Data excerpts
+===+
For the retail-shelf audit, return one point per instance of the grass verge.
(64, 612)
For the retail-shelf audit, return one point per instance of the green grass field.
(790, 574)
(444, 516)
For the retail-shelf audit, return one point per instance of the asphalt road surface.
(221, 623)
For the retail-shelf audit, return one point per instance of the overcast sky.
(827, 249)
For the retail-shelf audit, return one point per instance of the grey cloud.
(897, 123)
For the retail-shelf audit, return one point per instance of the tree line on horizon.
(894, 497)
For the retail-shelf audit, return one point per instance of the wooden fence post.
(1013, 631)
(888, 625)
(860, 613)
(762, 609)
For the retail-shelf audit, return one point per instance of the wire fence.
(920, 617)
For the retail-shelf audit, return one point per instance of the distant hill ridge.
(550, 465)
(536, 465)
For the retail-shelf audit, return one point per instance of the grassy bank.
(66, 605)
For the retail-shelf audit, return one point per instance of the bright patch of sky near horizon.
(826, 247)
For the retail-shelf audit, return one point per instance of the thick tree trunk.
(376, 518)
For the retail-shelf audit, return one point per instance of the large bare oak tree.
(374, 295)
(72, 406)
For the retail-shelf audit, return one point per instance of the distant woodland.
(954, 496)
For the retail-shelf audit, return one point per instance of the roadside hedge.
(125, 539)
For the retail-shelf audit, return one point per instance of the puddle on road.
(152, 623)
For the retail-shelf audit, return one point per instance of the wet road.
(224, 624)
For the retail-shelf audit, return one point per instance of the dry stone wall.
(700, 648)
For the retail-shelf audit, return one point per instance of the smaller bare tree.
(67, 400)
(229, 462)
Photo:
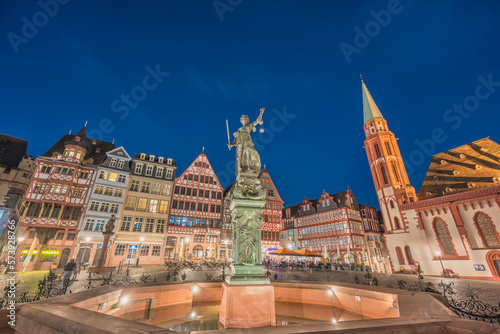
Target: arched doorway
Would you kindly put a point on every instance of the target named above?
(493, 259)
(64, 257)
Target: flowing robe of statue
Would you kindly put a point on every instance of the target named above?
(247, 157)
(248, 197)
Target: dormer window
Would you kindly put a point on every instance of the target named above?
(138, 169)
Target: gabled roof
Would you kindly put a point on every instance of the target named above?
(471, 166)
(340, 200)
(12, 150)
(89, 144)
(276, 196)
(370, 109)
(117, 151)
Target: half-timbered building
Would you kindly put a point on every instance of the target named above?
(194, 225)
(55, 200)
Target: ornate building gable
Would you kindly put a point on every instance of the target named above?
(268, 184)
(118, 159)
(468, 167)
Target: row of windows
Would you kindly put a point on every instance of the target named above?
(94, 225)
(148, 187)
(104, 207)
(59, 236)
(326, 227)
(273, 206)
(138, 225)
(202, 178)
(191, 206)
(194, 192)
(149, 171)
(57, 189)
(155, 250)
(64, 170)
(118, 163)
(110, 191)
(335, 214)
(346, 240)
(270, 235)
(52, 211)
(271, 219)
(114, 177)
(143, 204)
(190, 221)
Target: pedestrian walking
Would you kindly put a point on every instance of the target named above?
(68, 270)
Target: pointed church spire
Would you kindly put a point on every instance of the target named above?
(370, 109)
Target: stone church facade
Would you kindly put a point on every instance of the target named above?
(455, 217)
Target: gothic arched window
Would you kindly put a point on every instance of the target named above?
(384, 175)
(408, 255)
(395, 171)
(486, 230)
(401, 259)
(444, 237)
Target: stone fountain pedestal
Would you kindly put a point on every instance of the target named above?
(247, 306)
(247, 296)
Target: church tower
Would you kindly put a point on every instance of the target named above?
(386, 164)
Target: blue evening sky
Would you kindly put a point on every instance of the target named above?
(226, 58)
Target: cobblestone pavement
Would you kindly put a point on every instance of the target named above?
(488, 291)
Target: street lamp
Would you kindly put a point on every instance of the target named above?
(438, 253)
(141, 239)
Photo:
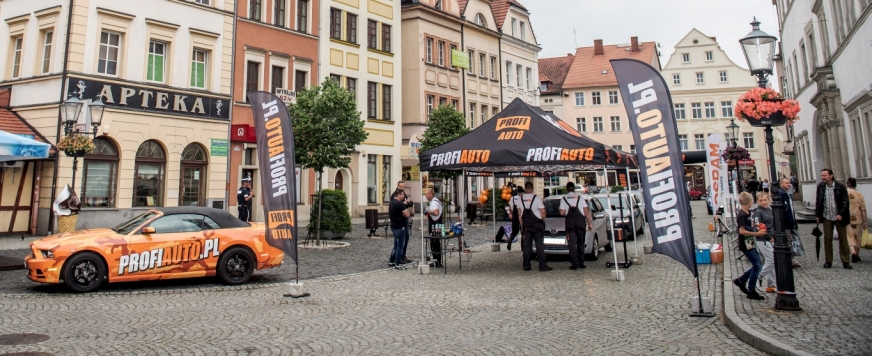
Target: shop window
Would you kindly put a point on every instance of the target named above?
(100, 174)
(192, 184)
(149, 174)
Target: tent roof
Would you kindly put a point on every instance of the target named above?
(521, 138)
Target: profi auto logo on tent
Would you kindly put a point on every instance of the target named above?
(518, 123)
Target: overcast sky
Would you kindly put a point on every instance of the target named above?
(663, 21)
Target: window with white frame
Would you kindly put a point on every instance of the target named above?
(616, 123)
(679, 111)
(199, 61)
(46, 51)
(748, 138)
(17, 50)
(710, 110)
(110, 49)
(699, 141)
(613, 97)
(581, 124)
(727, 109)
(696, 110)
(157, 56)
(597, 124)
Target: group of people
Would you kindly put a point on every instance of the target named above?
(838, 207)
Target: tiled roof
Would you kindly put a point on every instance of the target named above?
(587, 69)
(14, 124)
(554, 70)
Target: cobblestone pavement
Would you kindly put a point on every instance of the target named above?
(488, 307)
(835, 317)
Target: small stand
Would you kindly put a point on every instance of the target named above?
(627, 263)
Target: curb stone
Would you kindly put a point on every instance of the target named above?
(738, 326)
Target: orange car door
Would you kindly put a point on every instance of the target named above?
(173, 250)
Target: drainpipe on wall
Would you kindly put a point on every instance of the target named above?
(230, 107)
(54, 179)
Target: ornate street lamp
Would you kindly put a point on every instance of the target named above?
(759, 48)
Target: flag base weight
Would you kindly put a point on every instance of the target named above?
(296, 291)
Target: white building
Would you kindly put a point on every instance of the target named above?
(361, 49)
(705, 85)
(826, 57)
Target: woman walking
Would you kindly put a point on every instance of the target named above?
(859, 222)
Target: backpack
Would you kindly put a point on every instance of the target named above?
(575, 220)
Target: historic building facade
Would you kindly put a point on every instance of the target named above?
(824, 53)
(164, 74)
(362, 51)
(705, 85)
(276, 50)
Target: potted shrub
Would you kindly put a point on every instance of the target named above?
(765, 106)
(336, 222)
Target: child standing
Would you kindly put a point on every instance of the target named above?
(747, 233)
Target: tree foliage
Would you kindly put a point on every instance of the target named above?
(327, 126)
(445, 125)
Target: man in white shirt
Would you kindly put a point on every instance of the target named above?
(577, 224)
(532, 222)
(434, 216)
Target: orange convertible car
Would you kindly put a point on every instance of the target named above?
(163, 243)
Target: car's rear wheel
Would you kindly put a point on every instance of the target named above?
(84, 272)
(594, 252)
(236, 266)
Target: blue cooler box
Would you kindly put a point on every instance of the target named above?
(703, 256)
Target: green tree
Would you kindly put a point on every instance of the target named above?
(445, 124)
(327, 127)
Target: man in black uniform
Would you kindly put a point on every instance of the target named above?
(243, 200)
(533, 224)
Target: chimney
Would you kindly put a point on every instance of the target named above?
(598, 48)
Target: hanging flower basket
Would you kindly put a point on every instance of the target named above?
(76, 145)
(766, 107)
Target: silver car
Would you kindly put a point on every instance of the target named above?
(555, 233)
(621, 217)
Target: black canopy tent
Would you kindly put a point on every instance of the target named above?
(523, 138)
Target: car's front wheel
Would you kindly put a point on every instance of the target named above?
(236, 266)
(85, 272)
(594, 252)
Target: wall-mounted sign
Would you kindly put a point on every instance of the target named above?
(287, 95)
(133, 97)
(219, 147)
(459, 59)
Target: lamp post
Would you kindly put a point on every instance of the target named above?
(759, 49)
(71, 109)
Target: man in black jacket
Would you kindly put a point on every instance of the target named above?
(831, 208)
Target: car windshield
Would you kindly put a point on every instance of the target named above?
(128, 227)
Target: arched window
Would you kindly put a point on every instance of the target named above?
(193, 175)
(479, 20)
(100, 174)
(149, 174)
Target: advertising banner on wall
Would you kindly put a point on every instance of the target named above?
(275, 142)
(649, 108)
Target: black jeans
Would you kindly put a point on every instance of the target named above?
(527, 246)
(576, 247)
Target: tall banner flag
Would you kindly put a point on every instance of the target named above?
(275, 143)
(649, 108)
(717, 170)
+===+
What you should do. Return every line in the records that includes the string "arched".

Solution to this exercise.
Target: arched doorway
Target: gothic arched window
Target: arched window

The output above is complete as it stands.